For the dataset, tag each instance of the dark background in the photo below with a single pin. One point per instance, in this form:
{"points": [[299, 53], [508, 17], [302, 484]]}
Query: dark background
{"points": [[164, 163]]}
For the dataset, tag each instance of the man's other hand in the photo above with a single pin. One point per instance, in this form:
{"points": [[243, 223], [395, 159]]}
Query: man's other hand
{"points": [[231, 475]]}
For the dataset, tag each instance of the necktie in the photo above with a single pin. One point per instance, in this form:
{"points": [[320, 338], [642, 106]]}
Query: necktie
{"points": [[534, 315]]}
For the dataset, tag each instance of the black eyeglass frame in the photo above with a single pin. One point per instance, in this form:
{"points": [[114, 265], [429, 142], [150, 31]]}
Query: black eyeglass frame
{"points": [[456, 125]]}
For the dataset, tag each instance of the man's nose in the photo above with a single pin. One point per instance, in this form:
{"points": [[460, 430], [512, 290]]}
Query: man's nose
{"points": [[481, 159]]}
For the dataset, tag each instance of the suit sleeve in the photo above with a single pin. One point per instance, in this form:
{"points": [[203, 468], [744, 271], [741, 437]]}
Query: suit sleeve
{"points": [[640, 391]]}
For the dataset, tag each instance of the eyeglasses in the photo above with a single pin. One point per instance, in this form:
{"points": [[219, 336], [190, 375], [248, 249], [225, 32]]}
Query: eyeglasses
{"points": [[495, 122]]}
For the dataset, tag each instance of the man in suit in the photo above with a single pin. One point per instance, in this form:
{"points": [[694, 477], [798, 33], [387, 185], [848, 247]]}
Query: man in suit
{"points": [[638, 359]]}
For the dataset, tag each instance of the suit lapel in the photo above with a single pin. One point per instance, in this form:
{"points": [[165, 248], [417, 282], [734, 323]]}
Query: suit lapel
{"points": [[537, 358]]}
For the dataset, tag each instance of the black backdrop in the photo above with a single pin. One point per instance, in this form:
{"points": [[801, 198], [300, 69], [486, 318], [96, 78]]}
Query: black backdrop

[Cosa produrre]: Puoi riscrivere l'intero elenco sostituendo "single pin" con "single marker" e lasciando invariato tutto il resto?

[Risposta completa]:
For the dataset, tag each instance of the dark background in the photo below with a single marker. One point per instance, in this form:
{"points": [[299, 53], [508, 17], [302, 484]]}
Query: dark background
{"points": [[164, 163]]}
For the dataset, tag each instance of the man's other hand in the photo above with a single marker. One point per instance, in this form:
{"points": [[243, 223], [395, 159]]}
Query: man's other hand
{"points": [[231, 475]]}
For the dataset, tag each instance of the necktie in the photo above with a single marker. One point per instance, in this form:
{"points": [[320, 338], [642, 106]]}
Query: necktie
{"points": [[534, 315]]}
For the dataset, tag each instance of the black eyeglass frame in the photo above with a single marker. One point per instance, in this form:
{"points": [[114, 265], [429, 142], [150, 31]]}
Query: black eyeglass frame
{"points": [[456, 125]]}
For the dataset, tag each instance of the man's nose in the photo above with a single marker. One point per instance, in this form:
{"points": [[460, 430], [512, 290]]}
Query: man's nose
{"points": [[481, 159]]}
For the dataset, tag each instance of the suit sleeve in the photo above with a single marker. One point per instance, in this form:
{"points": [[203, 468], [744, 271], [741, 437]]}
Query: suit sleeve
{"points": [[640, 391]]}
For the dataset, tag each instance of the eyeglasses in the photo above with a single marker. One point per instance, in this form:
{"points": [[219, 336], [190, 375], [248, 249], [225, 32]]}
Query: eyeglasses
{"points": [[495, 122]]}
For the dataset, tag each instance of the man in suit in the photo above with a single marker. One point per instance, in this form:
{"points": [[694, 477], [798, 33], [387, 185], [848, 247]]}
Query: man in suit
{"points": [[638, 359]]}
For the dataset, tag each instance of the suit lapel in the photo above with a single marker. One point per instance, in this form:
{"points": [[165, 248], [417, 282], [734, 323]]}
Query: suit lapel
{"points": [[537, 358]]}
For the dataset, tag each instance of the black backdrop in the photo above with a single marker. One point per instance, in this form:
{"points": [[801, 198], [300, 69], [486, 318], [96, 78]]}
Query: black backdrop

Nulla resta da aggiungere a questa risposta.